**Problem details**
Copy out all of the material below, substituting "widest" for "thickest" wherever it occurs and changing nothing else. Leave the pictures out of your copy.

··· Input rows

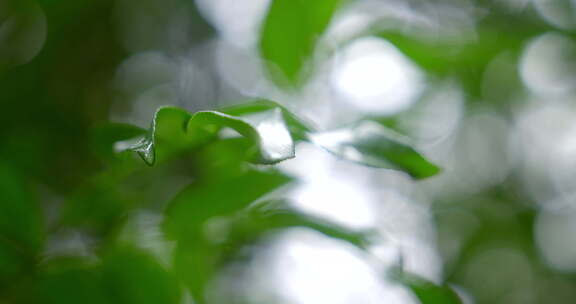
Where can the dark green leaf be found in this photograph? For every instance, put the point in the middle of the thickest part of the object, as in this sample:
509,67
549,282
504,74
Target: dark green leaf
426,291
371,144
22,32
132,276
72,281
220,196
21,223
289,36
297,126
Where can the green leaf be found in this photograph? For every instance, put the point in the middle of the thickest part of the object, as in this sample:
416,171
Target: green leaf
426,291
275,215
174,130
71,281
371,144
132,276
22,32
289,36
221,196
196,258
21,222
298,127
165,137
105,136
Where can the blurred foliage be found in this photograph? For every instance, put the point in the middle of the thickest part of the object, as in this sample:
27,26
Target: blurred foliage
69,174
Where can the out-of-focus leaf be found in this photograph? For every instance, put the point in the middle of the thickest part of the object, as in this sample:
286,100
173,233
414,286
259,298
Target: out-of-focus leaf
466,61
371,144
277,214
166,135
72,281
196,264
261,123
21,221
426,291
195,258
289,36
133,276
22,32
220,196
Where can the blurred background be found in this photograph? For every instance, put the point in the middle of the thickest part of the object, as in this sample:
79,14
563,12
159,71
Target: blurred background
486,88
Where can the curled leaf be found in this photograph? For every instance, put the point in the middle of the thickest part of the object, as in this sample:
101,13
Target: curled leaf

······

**Result of the exercise**
Where can the dark green leaf be found in this photograph? For every instance, put the point in the middle of the widest part of the object, as in this sample:
509,67
549,282
504,74
Target: dark green leaf
426,291
371,144
22,32
132,276
72,281
220,196
21,223
289,36
297,126
Where can the green leaf be found in this photograph? For every instance, put the point in the middle of the widest part of the object, as in this sample:
416,171
Target: green leaf
426,291
275,215
174,130
71,281
371,144
132,276
22,32
289,36
221,196
196,258
21,222
298,127
165,137
105,136
Where can the blurred foliage be found in this photograph? For every instance, put the point in the middle of the widest part of the object, as in this sample:
27,26
Target: blurred foliage
69,174
Where can the out-of-focus leaf be found in this photograph? For every instance, put the point in the middle of the widest part of the object, as in this sample:
286,100
173,233
414,286
259,298
Target: out-of-focus leaf
466,61
371,144
277,214
166,135
72,281
196,264
261,123
21,221
426,291
195,258
289,36
133,276
22,32
220,196
Where can the blurred background be found in this photograph? For every instance, put the point in the middle of the widest part of the object, as in this sample:
79,14
563,12
159,71
Target: blurred background
486,88
Where can the curled leaf be found in this photograph? For every instance, put the point in the middle of the widest part of the object, as in this sample:
101,13
Target: curled leaf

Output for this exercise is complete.